[Dataset entries]
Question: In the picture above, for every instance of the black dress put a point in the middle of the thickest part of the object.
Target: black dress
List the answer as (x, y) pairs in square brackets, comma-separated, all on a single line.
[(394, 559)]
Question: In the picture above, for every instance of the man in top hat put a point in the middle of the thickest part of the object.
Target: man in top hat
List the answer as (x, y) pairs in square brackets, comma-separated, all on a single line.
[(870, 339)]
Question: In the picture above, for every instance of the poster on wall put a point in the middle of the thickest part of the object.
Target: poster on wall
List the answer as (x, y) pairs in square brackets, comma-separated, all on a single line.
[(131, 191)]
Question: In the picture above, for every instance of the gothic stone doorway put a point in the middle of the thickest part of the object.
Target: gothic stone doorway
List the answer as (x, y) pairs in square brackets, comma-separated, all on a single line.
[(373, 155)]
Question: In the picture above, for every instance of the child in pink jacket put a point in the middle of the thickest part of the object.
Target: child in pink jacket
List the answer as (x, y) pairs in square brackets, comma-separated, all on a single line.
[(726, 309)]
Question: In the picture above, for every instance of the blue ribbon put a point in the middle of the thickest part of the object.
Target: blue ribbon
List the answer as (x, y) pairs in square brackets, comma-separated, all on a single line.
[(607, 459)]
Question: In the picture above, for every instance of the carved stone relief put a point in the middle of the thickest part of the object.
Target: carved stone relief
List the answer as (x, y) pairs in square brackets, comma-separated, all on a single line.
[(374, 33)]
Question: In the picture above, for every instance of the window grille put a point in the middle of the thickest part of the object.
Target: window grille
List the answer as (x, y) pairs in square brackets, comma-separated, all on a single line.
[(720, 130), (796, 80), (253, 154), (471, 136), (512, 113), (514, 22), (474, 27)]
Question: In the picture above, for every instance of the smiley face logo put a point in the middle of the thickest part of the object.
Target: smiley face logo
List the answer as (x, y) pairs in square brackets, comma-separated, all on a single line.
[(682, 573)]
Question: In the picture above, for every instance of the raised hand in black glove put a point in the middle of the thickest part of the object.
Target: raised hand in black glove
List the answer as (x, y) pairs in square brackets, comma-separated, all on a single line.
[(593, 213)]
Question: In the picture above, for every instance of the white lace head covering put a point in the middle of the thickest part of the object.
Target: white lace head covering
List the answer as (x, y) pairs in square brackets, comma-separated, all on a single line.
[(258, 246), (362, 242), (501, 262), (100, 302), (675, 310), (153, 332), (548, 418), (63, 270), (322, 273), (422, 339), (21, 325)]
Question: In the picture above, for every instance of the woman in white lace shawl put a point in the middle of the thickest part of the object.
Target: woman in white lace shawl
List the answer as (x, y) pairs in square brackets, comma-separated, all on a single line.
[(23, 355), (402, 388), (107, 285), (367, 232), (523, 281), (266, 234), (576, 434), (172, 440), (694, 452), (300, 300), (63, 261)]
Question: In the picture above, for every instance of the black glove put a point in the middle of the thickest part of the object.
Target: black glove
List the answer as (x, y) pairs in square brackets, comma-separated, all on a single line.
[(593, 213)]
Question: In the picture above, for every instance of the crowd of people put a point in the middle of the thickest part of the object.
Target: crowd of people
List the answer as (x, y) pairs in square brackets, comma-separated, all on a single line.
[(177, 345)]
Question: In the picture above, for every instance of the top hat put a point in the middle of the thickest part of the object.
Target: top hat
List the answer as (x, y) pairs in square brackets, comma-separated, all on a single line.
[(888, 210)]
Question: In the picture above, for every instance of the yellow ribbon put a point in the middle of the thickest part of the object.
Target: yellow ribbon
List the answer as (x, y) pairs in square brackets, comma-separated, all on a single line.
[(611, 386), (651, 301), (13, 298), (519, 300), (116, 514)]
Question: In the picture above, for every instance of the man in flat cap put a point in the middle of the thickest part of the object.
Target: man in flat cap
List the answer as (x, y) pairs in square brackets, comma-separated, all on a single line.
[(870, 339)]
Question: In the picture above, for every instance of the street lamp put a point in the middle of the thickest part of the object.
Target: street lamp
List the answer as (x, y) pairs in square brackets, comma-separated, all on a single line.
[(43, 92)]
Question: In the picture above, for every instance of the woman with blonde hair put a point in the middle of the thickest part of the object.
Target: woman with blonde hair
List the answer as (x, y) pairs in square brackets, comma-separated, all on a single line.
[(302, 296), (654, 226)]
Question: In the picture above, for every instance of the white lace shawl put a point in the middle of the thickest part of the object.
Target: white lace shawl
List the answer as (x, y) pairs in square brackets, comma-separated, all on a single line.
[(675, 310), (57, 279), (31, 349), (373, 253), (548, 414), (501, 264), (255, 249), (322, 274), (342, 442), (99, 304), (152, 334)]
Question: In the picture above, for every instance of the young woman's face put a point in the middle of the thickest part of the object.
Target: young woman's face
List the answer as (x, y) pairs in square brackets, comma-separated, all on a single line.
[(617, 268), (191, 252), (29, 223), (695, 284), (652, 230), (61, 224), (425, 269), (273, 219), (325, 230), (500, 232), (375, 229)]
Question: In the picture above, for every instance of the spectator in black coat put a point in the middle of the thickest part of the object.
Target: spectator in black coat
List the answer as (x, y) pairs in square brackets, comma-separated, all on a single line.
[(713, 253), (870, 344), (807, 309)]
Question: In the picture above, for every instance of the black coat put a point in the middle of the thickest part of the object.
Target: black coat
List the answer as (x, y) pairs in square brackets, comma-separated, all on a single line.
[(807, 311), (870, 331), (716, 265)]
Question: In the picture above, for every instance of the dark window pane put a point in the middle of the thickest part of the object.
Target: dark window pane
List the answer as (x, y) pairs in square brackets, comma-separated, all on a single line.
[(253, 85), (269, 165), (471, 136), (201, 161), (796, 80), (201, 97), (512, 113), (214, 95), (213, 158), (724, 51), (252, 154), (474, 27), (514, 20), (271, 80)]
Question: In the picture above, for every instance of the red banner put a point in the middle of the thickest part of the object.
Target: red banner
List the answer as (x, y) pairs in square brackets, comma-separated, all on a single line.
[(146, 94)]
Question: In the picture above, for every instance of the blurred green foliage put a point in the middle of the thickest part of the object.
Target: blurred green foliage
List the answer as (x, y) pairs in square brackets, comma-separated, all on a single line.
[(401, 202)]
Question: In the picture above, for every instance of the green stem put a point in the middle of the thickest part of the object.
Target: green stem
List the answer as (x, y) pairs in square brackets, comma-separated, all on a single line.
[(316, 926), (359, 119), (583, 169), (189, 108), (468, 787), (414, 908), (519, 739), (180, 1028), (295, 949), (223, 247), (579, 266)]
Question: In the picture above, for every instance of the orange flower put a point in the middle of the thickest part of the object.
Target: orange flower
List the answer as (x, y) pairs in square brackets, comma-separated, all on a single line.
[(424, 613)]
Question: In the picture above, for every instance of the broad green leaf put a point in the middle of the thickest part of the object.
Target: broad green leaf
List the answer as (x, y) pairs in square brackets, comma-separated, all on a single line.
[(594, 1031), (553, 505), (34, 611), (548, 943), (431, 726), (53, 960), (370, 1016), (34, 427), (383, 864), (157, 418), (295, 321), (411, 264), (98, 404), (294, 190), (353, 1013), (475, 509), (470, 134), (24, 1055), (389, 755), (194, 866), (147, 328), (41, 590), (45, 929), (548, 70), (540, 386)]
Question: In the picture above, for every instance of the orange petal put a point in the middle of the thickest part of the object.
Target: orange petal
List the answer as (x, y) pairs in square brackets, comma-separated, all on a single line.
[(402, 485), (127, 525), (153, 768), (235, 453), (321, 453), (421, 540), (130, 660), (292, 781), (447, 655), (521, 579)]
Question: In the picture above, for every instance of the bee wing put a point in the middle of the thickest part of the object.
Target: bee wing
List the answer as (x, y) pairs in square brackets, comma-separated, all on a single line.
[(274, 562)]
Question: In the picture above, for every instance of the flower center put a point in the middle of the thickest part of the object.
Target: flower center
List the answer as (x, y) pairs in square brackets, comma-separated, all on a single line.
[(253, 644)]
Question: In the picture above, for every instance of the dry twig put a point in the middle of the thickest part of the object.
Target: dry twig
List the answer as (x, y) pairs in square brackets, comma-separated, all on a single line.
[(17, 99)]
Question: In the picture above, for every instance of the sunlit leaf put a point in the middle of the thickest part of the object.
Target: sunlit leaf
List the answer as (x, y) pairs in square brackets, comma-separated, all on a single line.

* Directions *
How many of the lines above contain "smiley"? Give the number by itself.

* Answer *
2